▸ **Information given**
— Start —
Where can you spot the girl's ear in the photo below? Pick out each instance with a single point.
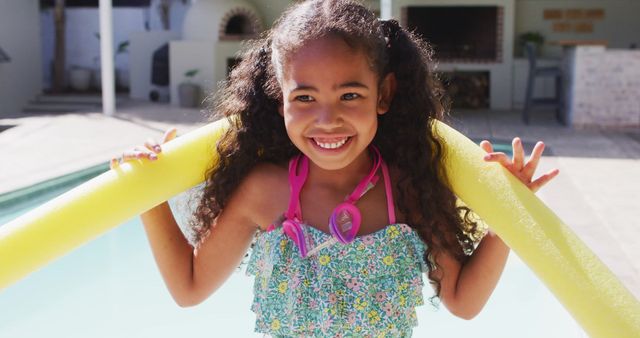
(387, 90)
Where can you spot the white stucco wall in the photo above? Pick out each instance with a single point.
(82, 47)
(20, 80)
(501, 73)
(620, 26)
— End —
▸ **Written exercise**
Rescale the material starting with the line that contains "Where can you spot the white" and continuing through the end of the material. Reproduce every line, including the request line, but multiply each coordinate in the answers by 1.3 and round to whole numbers, with halves rounded up.

▸ **Reply**
Where can you spot the white stucco wall in the photo above? Pick out each instance with a single point.
(107, 61)
(26, 104)
(651, 95)
(806, 34)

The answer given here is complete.